▶ [CHECK YOUR UNDERSTANDING]:
1. In the Robert Baker article, retype the passage between "Robert Cedrick Baker, III" and "a famous picture.", inclusive.
2. Translate this sentence from the Robert Baker article into Spanish: "He is the older brother of the late Dante Anderson."
3. Condense the paragraph of the Robert Baker article that begins "Baker played college football" into a short bulleted list that keeps its main facts.

▶ [STUDY TEXT]:
- Opening Delimiter -

Personal information
- Born: March 14, 1976 (age 50) Gainesville, Florida, U.S.

Career information
- High school: Gainesville (FL) P. K. Yonge
- College: Auburn
- NFL draft: 1999: undrafted

Career history
- Miami Dolphins (1999–2002); Frankfurt Galaxy (2003); Minnesota Vikings (2003); Toronto Argonauts (2004–2006);

Awards and highlights
- Grey Cup champion (2004);

Career NFL statistics
- Games played: 10
- Receptions: 1
- Receiving yards: 17
- Stats at Pro Football Reference

= Robert Baker (gridiron football) =

American gridiron football player (born 1976)

Robert Cedrick Baker, III (born March 14, 1976) is a former professional gridiron football player, most recently with the Toronto Argonauts of the Canadian Football League from 2004 to 2006 as a slotback and wide receiver. He is the older brother of the late Dante Anderson.

==Early life==
Baker played college football with the Auburn Tigers football team from 1995 to 1996, but was declared academically ineligible to play in 1997. His college career is most remembered by a first quarter touchdown pass he caught against Georgia in 1996. After the touchdown, Baker began celebrating near Georgia mascot, Uga V. The dog lunged at Baker, with the incident now captured in a famous picture.

- Closing Delimiter -

▶ [PROVIDED DATA]:
- Opening Delimiter -

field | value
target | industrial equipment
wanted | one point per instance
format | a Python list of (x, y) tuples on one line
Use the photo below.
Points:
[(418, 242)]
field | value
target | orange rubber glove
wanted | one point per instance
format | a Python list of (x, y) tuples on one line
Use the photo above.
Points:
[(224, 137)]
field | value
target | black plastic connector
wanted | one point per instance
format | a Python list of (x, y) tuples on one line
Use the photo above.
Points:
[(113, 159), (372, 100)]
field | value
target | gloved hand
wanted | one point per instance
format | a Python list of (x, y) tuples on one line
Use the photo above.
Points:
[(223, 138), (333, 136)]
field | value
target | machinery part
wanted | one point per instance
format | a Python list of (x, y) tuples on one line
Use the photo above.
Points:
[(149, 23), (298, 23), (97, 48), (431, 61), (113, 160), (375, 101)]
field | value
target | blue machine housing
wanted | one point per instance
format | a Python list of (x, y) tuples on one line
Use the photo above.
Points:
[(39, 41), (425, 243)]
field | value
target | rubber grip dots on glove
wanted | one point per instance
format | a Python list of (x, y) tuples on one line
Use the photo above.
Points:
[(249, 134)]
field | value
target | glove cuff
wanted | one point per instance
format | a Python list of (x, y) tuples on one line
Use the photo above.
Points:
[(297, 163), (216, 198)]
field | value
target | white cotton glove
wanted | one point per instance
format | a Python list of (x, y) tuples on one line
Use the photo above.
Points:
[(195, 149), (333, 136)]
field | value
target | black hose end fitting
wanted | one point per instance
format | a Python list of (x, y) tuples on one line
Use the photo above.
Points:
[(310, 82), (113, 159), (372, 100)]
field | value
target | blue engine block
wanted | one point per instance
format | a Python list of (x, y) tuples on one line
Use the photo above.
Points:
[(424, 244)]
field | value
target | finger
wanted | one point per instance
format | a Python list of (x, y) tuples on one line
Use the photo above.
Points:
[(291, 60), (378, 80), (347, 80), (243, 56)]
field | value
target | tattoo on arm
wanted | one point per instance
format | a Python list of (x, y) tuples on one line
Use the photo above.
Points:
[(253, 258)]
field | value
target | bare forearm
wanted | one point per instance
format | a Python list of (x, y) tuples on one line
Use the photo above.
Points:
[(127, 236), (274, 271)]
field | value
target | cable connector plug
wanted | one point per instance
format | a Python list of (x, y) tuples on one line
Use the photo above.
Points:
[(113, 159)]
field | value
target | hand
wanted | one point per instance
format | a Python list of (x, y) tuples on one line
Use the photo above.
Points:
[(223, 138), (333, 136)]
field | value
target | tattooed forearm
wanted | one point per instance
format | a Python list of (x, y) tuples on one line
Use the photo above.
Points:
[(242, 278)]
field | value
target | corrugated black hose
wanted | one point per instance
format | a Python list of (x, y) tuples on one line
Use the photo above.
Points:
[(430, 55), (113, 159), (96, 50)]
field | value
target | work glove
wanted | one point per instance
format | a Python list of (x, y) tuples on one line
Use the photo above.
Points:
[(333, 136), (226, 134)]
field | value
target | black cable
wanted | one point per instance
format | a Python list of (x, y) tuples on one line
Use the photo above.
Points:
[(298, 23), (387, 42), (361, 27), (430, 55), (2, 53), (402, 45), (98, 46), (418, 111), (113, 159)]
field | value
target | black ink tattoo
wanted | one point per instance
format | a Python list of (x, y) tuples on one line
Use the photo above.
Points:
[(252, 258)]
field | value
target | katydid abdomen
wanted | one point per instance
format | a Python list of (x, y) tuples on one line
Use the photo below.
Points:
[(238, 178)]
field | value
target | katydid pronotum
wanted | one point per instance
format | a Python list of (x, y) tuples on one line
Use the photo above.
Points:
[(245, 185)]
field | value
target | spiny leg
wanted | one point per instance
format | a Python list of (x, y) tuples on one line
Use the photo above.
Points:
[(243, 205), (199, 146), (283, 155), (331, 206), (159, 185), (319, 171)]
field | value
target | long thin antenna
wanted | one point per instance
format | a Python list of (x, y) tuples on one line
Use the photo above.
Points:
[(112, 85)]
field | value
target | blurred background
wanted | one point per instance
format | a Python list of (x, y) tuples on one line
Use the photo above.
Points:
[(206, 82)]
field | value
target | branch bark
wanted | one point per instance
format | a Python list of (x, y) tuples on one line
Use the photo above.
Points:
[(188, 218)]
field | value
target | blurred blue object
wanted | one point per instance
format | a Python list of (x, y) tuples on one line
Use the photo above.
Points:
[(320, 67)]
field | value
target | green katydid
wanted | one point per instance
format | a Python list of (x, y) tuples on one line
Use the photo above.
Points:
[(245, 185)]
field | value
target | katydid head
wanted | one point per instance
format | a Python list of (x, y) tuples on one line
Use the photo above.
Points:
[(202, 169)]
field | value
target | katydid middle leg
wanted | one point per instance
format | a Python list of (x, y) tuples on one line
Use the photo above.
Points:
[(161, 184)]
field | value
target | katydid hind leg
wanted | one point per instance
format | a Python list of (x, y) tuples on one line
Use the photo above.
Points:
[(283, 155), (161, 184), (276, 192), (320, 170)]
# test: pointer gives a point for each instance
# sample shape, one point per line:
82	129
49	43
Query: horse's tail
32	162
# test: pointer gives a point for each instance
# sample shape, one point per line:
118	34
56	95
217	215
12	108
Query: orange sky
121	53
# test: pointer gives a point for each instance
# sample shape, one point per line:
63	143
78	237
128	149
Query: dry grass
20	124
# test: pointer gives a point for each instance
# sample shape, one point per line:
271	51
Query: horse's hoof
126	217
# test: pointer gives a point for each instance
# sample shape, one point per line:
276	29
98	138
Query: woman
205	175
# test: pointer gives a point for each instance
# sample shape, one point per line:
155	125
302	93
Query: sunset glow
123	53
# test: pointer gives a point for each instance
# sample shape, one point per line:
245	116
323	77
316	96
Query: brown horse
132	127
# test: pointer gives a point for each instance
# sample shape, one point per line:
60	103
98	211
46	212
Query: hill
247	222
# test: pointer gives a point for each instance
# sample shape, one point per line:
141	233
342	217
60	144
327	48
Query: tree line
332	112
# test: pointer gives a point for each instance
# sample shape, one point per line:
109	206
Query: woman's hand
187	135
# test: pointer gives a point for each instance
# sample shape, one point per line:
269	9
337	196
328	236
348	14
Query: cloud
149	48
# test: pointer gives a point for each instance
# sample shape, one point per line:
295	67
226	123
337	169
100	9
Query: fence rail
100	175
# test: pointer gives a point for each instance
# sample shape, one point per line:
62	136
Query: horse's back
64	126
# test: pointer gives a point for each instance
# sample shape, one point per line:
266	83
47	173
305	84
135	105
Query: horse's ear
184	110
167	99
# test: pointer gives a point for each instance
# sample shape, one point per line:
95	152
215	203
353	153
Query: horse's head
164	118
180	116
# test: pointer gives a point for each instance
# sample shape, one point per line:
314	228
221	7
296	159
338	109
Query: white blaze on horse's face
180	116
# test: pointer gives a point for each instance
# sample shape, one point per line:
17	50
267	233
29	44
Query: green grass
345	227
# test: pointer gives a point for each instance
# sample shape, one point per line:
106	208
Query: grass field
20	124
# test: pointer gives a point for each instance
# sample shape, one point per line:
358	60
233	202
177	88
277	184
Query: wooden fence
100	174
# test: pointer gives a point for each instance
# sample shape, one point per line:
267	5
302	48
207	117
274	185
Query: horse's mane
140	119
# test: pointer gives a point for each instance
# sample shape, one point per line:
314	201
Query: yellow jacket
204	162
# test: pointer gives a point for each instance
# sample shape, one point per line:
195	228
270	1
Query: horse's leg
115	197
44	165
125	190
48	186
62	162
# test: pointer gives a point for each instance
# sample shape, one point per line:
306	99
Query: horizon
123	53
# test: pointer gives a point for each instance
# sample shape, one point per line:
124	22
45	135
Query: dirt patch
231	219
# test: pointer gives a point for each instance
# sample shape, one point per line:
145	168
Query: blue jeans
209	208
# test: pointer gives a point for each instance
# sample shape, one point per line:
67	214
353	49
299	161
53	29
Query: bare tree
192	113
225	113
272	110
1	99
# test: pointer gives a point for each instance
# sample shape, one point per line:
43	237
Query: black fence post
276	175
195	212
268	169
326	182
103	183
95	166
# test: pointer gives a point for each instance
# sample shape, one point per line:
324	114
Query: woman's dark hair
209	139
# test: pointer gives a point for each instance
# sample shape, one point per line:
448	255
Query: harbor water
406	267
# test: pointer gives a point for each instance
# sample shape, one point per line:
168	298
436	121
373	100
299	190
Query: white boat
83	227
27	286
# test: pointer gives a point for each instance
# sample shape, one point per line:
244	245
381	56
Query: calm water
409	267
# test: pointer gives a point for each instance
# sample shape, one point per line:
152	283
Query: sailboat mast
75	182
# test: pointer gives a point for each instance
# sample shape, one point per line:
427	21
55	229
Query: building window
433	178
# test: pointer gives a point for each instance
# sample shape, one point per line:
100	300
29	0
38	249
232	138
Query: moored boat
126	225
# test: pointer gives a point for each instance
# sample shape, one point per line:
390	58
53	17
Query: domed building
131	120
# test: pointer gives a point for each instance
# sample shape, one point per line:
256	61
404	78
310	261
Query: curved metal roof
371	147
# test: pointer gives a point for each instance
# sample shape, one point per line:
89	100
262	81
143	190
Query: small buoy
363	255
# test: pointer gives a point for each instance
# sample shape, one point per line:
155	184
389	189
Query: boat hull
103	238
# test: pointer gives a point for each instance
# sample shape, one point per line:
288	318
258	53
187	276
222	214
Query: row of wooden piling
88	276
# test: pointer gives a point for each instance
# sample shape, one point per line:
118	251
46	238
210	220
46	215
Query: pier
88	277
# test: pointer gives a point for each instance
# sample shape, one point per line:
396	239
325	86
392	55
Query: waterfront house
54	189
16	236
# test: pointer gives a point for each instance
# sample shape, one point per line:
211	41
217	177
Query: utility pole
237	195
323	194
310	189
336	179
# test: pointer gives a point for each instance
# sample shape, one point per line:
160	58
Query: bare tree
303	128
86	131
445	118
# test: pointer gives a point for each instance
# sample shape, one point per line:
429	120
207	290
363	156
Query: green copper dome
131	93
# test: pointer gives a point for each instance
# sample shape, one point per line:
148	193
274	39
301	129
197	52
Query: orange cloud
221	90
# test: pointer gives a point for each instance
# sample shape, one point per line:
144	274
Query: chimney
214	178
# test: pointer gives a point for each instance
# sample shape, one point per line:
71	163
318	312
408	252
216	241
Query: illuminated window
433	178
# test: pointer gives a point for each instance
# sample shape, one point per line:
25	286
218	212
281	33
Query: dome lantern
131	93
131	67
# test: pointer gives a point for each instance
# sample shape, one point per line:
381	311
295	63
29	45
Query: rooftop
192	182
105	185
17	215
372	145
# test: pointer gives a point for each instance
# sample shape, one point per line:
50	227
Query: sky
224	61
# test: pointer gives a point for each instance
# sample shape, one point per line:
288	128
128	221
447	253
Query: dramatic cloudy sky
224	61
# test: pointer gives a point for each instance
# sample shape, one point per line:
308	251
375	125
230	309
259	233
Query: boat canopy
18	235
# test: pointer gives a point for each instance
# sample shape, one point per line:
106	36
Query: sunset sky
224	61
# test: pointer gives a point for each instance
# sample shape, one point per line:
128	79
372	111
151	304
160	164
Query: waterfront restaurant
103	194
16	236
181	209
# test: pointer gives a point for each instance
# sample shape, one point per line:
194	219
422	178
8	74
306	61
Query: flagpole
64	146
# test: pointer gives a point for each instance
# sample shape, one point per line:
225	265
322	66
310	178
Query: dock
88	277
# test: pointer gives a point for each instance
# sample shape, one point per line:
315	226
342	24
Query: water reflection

- Closing Delimiter -

▶ [RESPONSES PER TASK]:
1.
Robert Cedrick Baker, III (born March 14, 1976) is a former professional gridiron football player, most recently with the Toronto Argonauts of the Canadian Football League from 2004 to 2006 as a slotback and wide receiver. He is the older brother of the late Dante Anderson.

==Early life==
Baker played college football with the Auburn Tigers football team from 1995 to 1996, but was declared academically ineligible to play in 1997. His college career is most remembered by a first quarter touchdown pass he caught against Georgia in 1996. After the touchdown, Baker began celebrating near Georgia mascot, Uga V. The dog lunged at Baker, with the incident now captured in a famous picture.

2. Es el hermano mayor del difunto Dante Anderson.

3.
- Played college football for the Auburn Tigers from 1995 to 1996.
- Declared academically ineligible to play in 1997.
- Best remembered for a first-quarter touchdown catch against Georgia in 1996.
- After the touchdown, he celebrated near Georgia's mascot, Uga V, and the dog lunged at him.
- A famous picture captured the incident.